**Task objective**
Copy the recipe post starting with "Thursday, 19 July" and going on through "want it to be!", switching "steaming" to "baking" each time it appears.

**Passage shown**
Thursday, 19 July 2012

Steamed chocolate cake with chocolate ganache


A very rich chocolate cake.  It's been a long time since and I've been craving for this one, and dreaming of steaming my own.  Long time back a friend of mine used to bake for me, and I kind of miss the taste of it.  While I was blogging yesterday I found the recipe and have "edited" the recipe to my liking. First time steaming a cake and it's turned out exactly how I want it to be! 

Ingredients :
Cake
250 gm butter
3/4  cup sugar
4 large eggs
2 cup of flour
3/4 cocoa powder
1 cup mix of water and evaporated milk 


Method : 
1. Mix cocoa powder, water and evaporated milk together. Set aside.
2. Beat butter and add the sugar until fluffy.  Add the eggs one at a time.
3. Add the batter together with dry ingredients. Beat until all ingredients are incorporated. Do not over beat.
5. Steam for 45 minutes.

Chocolate ganache :
1 tbsp margarine
3 tbsp condenced milk
2-3 tbsp cocoa powder
A little bit of water

Method :
1. On gas stove, place pan on top of it and keep on low heat, melt margarine, add the condenced milk and cocoa powder together. Keep stirring batter until well combined. 
2. Add in a little bit of water. Stir until well combined and chocolate ganache thickened.
3. Pour chocolate ganache on top of the cake. 

Vegetarian bukhari rice


You must have heard about Chicken or Mutton Bukhari. This recipe is without any meat what so ever. I designed the recipe for vegetarians. Second time cooking the recipe and we never get enough of it. It goes well with Chicken Rendang. You can serve this during special celebrations or any festive seasons.

**Dataset excerpts**
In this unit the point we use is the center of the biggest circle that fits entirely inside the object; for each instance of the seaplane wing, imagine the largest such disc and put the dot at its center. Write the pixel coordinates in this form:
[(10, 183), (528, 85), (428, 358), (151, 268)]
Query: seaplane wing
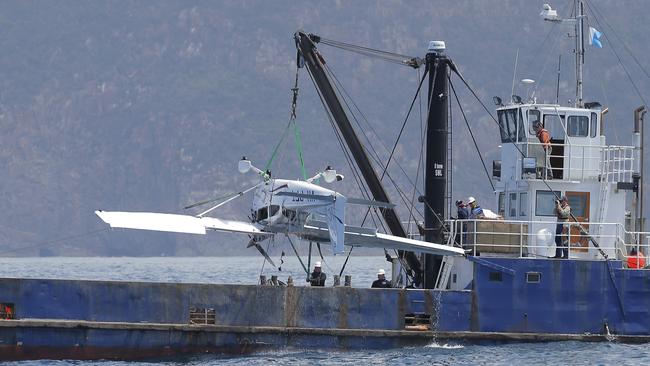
[(175, 223), (370, 238)]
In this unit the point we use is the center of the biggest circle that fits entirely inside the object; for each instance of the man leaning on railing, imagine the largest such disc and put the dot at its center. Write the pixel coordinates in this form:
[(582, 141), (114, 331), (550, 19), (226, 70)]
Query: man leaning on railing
[(545, 138)]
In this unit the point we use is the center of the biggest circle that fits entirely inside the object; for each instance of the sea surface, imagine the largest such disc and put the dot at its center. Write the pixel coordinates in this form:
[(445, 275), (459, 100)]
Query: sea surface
[(246, 270)]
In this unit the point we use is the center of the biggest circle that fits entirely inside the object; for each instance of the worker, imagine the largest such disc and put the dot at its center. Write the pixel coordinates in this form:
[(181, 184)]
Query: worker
[(317, 278), (381, 282), (635, 259), (475, 211), (545, 139), (562, 212), (462, 211)]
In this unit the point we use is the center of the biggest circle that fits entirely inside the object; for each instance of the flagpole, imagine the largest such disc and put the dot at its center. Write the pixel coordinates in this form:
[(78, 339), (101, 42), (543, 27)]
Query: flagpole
[(580, 51)]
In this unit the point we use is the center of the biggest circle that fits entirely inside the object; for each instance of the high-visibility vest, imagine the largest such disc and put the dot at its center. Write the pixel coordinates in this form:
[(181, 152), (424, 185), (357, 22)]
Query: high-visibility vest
[(544, 137)]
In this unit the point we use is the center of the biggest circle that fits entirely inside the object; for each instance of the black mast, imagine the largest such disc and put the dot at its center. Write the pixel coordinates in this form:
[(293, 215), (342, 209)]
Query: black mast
[(305, 43), (435, 181)]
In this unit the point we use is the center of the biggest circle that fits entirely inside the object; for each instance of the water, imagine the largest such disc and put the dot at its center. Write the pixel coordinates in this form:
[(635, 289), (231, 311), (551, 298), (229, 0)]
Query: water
[(246, 270)]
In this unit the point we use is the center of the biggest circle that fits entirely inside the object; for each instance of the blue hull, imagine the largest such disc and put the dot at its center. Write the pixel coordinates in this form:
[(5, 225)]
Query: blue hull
[(566, 299)]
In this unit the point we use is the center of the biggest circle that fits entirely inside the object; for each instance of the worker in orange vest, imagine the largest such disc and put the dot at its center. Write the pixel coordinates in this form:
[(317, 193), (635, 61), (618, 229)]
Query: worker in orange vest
[(635, 260), (545, 138)]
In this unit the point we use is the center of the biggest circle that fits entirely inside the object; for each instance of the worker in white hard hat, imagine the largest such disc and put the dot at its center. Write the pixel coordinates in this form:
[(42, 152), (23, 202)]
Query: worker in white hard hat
[(317, 278), (381, 282), (475, 211)]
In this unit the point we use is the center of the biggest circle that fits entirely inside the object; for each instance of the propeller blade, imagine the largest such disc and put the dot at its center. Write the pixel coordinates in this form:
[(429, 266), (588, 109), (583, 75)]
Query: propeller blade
[(307, 196), (259, 248)]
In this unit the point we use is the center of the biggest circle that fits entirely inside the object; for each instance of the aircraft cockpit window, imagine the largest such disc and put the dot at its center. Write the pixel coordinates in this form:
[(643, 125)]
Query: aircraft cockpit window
[(262, 214), (290, 214), (273, 210), (578, 126)]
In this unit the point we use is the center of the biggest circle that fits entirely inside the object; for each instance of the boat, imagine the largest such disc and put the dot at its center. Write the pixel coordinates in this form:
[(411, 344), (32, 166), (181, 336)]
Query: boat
[(506, 286)]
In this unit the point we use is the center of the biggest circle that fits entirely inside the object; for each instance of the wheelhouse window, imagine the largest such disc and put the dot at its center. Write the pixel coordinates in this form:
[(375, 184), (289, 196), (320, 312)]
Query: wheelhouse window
[(523, 204), (512, 205), (508, 125), (533, 117), (502, 204), (554, 124), (578, 126), (579, 204), (545, 202)]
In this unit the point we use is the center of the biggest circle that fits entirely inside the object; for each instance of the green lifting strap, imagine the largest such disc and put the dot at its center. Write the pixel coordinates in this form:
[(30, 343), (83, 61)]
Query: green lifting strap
[(299, 149), (296, 133), (277, 146)]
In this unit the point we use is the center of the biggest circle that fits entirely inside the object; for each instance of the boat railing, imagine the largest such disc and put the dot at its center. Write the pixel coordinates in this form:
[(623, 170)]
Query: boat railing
[(517, 238), (570, 161)]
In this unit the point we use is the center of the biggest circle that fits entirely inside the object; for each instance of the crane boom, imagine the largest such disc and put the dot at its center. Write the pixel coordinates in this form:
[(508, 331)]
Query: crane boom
[(313, 60)]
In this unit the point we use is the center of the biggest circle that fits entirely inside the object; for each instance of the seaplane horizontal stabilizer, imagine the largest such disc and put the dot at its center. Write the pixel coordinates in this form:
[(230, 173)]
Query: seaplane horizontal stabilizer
[(174, 223)]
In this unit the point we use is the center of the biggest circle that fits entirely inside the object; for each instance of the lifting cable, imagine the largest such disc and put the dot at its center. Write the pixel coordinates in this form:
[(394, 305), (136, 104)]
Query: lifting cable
[(376, 53), (296, 132), (478, 151)]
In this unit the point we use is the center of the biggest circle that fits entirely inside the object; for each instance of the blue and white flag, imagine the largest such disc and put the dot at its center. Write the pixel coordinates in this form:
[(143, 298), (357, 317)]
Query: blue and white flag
[(594, 37)]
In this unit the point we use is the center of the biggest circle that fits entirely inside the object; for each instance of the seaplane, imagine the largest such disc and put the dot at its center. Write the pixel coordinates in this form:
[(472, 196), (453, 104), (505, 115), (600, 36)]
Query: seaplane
[(300, 208)]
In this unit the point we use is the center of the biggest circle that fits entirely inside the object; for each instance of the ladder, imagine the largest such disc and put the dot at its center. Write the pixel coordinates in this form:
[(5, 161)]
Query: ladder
[(603, 198), (445, 272)]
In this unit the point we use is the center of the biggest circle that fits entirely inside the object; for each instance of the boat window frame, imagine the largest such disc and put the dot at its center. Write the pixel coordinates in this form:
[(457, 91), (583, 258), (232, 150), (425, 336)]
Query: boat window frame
[(523, 203), (553, 194), (501, 204), (512, 204), (581, 123), (593, 124), (507, 134)]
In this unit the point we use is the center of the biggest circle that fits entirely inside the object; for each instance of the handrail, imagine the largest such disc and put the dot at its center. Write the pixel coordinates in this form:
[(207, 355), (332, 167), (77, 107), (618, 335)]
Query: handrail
[(587, 161), (520, 237)]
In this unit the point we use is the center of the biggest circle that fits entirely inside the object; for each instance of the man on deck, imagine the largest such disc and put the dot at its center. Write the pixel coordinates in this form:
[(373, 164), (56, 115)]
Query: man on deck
[(317, 278), (381, 282), (545, 139)]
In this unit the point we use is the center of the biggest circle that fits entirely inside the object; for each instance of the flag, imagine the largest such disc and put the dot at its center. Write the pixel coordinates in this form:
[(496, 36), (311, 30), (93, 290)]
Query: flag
[(594, 37)]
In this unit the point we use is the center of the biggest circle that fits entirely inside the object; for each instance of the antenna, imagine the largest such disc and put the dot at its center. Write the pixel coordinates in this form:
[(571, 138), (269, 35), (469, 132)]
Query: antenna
[(557, 89), (514, 73), (550, 15)]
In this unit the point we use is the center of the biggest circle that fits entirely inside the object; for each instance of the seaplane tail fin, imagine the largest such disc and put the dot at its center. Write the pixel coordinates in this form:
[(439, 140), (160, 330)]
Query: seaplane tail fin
[(336, 224), (363, 237), (174, 223)]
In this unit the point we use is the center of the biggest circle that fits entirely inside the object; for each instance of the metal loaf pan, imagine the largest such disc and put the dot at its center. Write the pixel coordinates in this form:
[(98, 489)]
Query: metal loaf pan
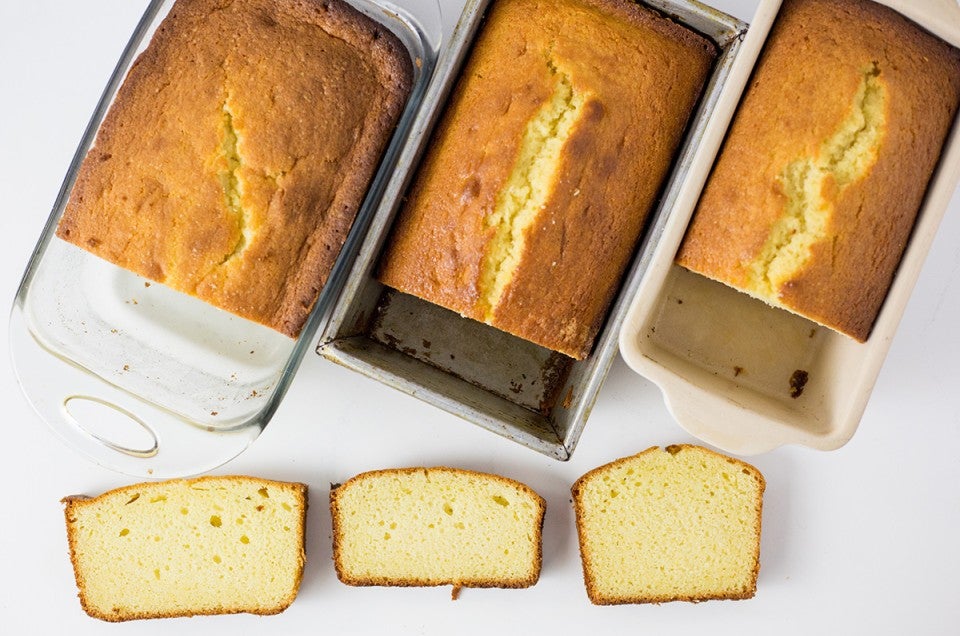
[(498, 381), (149, 381), (723, 360)]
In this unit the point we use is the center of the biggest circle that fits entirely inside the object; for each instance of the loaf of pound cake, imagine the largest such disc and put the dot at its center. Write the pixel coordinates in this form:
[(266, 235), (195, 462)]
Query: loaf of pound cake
[(550, 154), (212, 545), (436, 526), (814, 196), (238, 151), (674, 524)]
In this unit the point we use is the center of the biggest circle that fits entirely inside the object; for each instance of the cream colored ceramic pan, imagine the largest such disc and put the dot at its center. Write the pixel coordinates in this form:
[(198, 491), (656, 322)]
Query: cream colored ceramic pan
[(737, 373)]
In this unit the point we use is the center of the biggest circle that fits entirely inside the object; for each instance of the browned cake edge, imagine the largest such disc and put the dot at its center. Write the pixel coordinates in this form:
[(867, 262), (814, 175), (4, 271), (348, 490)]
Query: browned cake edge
[(335, 514), (395, 69), (857, 325), (72, 502), (393, 63), (627, 11), (599, 599)]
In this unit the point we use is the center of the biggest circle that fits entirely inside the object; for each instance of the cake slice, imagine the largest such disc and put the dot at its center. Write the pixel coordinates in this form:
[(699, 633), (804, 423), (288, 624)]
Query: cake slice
[(674, 524), (212, 545), (436, 526)]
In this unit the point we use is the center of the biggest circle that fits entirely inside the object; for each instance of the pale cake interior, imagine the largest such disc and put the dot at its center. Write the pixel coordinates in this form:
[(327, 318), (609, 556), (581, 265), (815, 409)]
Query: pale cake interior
[(436, 527), (182, 547), (528, 187), (844, 158), (675, 524)]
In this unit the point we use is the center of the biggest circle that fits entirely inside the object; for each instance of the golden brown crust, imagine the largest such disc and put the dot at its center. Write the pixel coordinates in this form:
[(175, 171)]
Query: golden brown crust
[(73, 502), (800, 94), (345, 578), (599, 599), (266, 122), (641, 75)]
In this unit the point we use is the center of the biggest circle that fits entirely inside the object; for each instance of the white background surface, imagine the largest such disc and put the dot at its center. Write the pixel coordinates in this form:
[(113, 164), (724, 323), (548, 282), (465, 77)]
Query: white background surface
[(860, 540)]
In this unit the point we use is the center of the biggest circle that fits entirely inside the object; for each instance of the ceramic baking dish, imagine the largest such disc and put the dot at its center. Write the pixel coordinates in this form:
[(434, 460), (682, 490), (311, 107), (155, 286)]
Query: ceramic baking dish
[(737, 373), (149, 381), (498, 381)]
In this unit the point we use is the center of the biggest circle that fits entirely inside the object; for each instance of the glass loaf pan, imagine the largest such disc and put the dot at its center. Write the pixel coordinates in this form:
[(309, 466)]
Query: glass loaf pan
[(152, 382), (498, 381), (724, 360)]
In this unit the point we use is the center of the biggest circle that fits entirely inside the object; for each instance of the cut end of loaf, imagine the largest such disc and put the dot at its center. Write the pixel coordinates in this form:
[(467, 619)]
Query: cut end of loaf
[(674, 524), (436, 526), (212, 545)]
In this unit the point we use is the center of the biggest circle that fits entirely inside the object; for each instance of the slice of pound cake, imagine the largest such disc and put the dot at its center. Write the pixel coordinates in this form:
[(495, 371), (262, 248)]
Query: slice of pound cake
[(674, 524), (212, 545), (436, 526)]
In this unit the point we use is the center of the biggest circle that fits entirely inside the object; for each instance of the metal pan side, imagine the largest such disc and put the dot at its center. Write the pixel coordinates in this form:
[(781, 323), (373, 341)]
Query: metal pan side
[(491, 403)]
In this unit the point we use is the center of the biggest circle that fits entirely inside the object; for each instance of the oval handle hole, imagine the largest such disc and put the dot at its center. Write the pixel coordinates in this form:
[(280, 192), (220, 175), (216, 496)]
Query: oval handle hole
[(114, 427)]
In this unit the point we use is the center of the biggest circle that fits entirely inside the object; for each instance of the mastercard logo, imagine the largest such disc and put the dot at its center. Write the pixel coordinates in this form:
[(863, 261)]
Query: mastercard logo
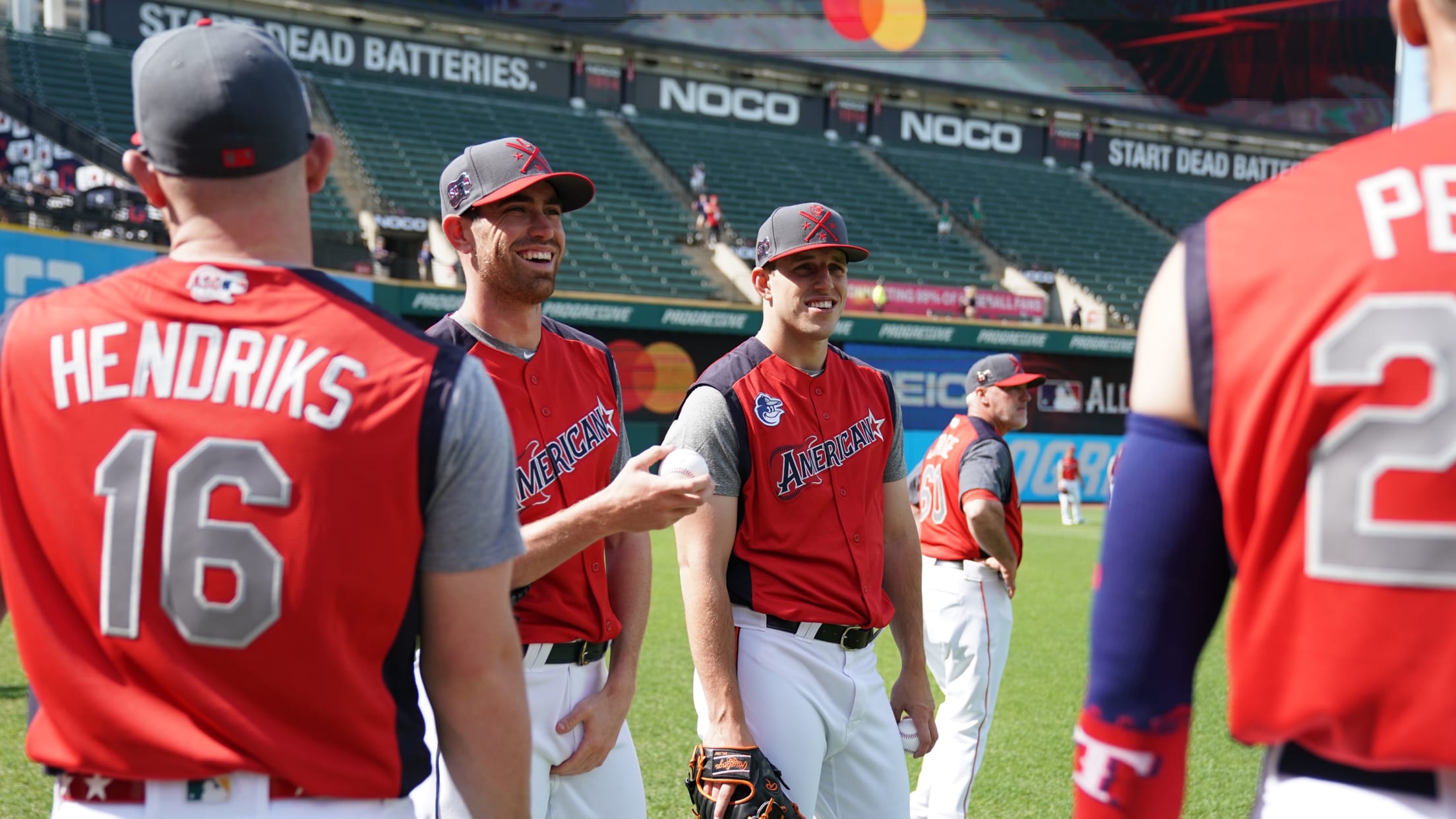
[(896, 25), (655, 377)]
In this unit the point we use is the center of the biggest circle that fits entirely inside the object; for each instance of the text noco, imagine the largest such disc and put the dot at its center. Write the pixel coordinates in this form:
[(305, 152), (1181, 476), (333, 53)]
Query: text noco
[(953, 132), (712, 100)]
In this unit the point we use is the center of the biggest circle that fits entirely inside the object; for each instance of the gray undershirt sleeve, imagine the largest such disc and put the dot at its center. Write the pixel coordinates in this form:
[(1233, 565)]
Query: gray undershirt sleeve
[(705, 426), (986, 466), (896, 466), (471, 518)]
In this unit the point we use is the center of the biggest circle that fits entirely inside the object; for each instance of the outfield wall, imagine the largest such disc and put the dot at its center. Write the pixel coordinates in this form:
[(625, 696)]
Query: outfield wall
[(663, 346)]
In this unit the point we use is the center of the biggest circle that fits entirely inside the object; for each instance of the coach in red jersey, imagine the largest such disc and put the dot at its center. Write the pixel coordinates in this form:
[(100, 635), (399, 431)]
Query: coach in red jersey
[(1293, 415), (586, 508), (807, 549), (235, 495), (970, 545)]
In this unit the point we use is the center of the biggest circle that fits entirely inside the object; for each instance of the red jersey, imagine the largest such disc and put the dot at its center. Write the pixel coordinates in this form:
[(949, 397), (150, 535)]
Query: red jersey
[(944, 531), (813, 454), (213, 481), (1070, 470), (562, 404), (1322, 328)]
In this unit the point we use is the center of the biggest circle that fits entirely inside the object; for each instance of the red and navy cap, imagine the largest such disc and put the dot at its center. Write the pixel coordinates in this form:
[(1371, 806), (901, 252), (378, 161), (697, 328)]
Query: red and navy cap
[(806, 226), (218, 100), (497, 169), (1002, 369)]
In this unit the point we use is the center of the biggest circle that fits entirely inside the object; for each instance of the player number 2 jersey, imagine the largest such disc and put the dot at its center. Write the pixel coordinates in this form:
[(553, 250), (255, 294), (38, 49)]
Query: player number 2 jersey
[(1322, 330)]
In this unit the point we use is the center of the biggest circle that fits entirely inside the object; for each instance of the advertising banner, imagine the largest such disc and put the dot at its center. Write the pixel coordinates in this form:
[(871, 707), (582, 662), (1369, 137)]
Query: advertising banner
[(990, 137), (1035, 456), (1010, 307), (429, 303), (133, 21), (1164, 159), (1082, 396), (743, 104)]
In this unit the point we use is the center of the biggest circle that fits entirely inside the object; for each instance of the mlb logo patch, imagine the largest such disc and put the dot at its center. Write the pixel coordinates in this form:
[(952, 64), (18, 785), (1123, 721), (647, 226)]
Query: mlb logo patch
[(459, 190), (208, 283), (1060, 397)]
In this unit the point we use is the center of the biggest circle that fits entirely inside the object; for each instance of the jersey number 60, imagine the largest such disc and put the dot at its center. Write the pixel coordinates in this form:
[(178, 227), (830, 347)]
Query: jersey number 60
[(191, 541)]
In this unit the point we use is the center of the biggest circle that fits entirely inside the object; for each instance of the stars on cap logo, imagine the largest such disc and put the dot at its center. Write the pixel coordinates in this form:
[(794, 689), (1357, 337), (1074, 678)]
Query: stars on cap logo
[(817, 225), (535, 162)]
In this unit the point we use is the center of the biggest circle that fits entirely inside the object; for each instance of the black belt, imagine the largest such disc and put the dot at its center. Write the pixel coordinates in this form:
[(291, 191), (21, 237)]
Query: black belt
[(576, 653), (849, 637), (1298, 761)]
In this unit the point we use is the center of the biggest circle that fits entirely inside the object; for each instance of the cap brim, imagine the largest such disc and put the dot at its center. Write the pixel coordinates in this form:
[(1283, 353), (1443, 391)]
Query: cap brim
[(574, 190), (852, 253)]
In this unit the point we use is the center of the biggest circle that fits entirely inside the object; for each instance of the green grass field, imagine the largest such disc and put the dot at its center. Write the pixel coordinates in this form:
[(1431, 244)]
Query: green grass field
[(1027, 773)]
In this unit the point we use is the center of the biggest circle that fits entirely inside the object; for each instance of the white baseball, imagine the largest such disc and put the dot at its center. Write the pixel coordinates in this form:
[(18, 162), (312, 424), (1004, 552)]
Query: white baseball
[(909, 738), (683, 462)]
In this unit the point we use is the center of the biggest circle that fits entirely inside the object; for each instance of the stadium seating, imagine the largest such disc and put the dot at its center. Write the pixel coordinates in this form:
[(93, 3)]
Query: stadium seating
[(1047, 216), (1172, 203), (754, 169), (407, 132)]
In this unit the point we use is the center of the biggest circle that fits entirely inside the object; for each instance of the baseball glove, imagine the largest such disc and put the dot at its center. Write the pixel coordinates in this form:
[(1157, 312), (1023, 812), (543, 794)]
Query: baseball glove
[(758, 785)]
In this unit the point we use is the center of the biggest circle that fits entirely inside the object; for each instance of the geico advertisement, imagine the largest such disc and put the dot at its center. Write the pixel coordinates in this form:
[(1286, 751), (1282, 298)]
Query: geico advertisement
[(1082, 396), (1035, 456)]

**Solution to this task**
Thursday, 19 July 2012

Steamed chocolate cake with chocolate ganache


A very rich chocolate cake.  It's been a long time since and I've been craving for this one, and dreaming of baking my own.  Long time back a friend of mine used to bake for me, and I kind of miss the taste of it.  While I was blogging yesterday I found the recipe and have "edited" the recipe to my liking. First time baking a cake and it's turned out exactly how I want it to be!